● **What is required**
How many lines in the rows below contain the word "wearing"? Reply with the number alone.

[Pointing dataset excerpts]
——————

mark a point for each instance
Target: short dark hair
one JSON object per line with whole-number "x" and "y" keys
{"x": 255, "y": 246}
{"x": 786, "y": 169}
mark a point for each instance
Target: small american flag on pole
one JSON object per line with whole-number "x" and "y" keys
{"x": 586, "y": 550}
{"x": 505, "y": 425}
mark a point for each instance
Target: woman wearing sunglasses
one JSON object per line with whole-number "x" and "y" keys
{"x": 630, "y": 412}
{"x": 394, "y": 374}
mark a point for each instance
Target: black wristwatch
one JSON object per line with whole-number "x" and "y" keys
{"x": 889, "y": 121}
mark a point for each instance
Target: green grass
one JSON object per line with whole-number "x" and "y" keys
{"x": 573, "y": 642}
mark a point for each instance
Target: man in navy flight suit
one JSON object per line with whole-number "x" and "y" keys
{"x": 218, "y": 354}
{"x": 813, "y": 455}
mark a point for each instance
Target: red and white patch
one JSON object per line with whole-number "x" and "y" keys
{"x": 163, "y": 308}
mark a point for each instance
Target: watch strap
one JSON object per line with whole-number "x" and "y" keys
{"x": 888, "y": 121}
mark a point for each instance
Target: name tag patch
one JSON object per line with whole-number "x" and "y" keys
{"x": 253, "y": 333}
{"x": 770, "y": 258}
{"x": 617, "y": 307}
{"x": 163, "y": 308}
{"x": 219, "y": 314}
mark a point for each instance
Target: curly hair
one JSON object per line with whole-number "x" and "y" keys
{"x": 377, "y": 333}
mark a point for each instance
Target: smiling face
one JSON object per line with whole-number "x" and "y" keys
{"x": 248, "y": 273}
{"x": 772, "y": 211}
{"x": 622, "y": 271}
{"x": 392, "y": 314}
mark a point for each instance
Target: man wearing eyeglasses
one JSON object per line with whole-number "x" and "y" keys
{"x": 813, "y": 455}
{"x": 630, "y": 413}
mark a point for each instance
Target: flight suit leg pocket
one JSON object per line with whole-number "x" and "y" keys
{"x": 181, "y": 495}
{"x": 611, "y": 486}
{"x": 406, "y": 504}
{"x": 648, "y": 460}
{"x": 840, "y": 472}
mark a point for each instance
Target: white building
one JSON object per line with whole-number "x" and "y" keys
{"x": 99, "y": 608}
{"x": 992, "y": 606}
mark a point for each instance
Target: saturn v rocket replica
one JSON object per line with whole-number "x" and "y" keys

——————

● **Output of the exercise**
2